*** Selected text ***

The Champions Trophy
- Format: One Day International
- First edition: 1984 UAE
- Latest edition: 2003 UAE
- Next edition: DISSOLVED
- Most successful: Pakistan (15 titles)

= Sharjah Cup =

Cricket tournament in UAE

The Champions Trophy was an international limited-overs cricket tournament that took place at the Sharjah Cricket Association Stadium in Sharjah, UAE on multiple occasions between 1984 and 2003.

The stadium usually hosted two tournaments each season: a "Champions Trophy" in October/November, and a "Cup" in March/April. Typically three teams would participate in the tournament, but the format would vary, with as few as two and as many as six teams appearing. The team which competed most often in the Sharjah Cup was Pakistan, who appeared in 28 of the 32 tournaments; Pakistan are also its most successful team, with a total of 15 titles.

***

- **Short problem a**: Lay out the part of the entries that opens with the line containing "# test: put a marker on the man's white" and runs through the end of the entries as a Markdown table with the columns "Row" and "Line", leaving out blank lines.
The Champions Trophy passage and the entries are unrelated to each other.

*** Excerpted records ***

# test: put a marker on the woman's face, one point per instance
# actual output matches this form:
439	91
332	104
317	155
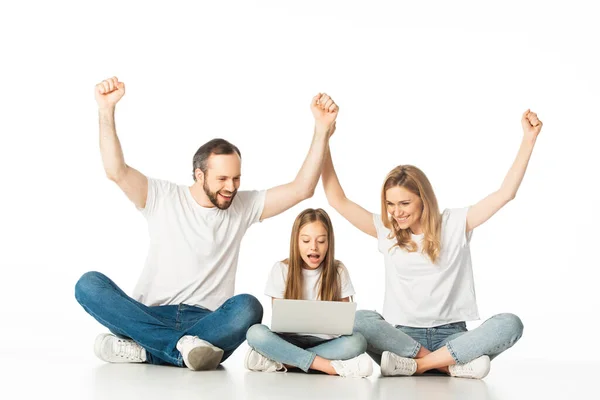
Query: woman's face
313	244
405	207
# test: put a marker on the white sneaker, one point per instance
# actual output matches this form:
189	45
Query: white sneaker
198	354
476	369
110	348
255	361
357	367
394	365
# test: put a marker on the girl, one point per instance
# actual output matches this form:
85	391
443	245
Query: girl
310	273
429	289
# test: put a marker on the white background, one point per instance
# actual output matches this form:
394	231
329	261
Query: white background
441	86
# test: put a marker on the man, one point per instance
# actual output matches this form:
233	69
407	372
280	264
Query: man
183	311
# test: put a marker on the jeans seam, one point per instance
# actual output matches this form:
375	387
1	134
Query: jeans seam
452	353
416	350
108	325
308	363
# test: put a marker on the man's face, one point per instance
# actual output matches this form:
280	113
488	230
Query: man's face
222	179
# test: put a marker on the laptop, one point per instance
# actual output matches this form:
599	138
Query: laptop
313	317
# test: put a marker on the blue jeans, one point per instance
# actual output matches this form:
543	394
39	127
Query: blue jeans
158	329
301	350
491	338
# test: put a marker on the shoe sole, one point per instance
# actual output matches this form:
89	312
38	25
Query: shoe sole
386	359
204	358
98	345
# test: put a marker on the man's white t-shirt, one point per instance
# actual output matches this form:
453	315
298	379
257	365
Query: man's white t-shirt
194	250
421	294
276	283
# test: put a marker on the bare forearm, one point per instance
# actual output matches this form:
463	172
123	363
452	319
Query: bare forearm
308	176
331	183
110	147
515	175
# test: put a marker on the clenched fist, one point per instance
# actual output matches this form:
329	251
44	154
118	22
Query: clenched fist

***

- **Short problem b**: Reproduce the part of the Champions Trophy passage that opens with the words "The Champions Trophy was" and closes with "1984 and 2003.", substituting "one-day" for "limited-overs".

- **Task solution a**:
| Row | Line |
|---|---|
| 1 | # test: put a marker on the man's white t-shirt, one point per instance |
| 2 | # actual output matches this form: |
| 3 | 453	315 |
| 4 | 298	379 |
| 5 | 257	365 |
| 6 | Query: man's white t-shirt |
| 7 | 194	250 |
| 8 | 421	294 |
| 9 | 276	283 |
| 10 | # test: put a marker on the bare forearm, one point per instance |
| 11 | # actual output matches this form: |
| 12 | 463	172 |
| 13 | 123	363 |
| 14 | 452	319 |
| 15 | Query: bare forearm |
| 16 | 308	176 |
| 17 | 331	183 |
| 18 | 110	147 |
| 19 | 515	175 |
| 20 | # test: put a marker on the clenched fist, one point per instance |
| 21 | # actual output matches this form: |
| 22 | 329	251 |
| 23 | 44	154 |
| 24 | 118	22 |
| 25 | Query: clenched fist |

- **Task solution b**:
The Champions Trophy was an international one-day cricket tournament that took place at the Sharjah Cricket Association Stadium in Sharjah, UAE on multiple occasions between 1984 and 2003.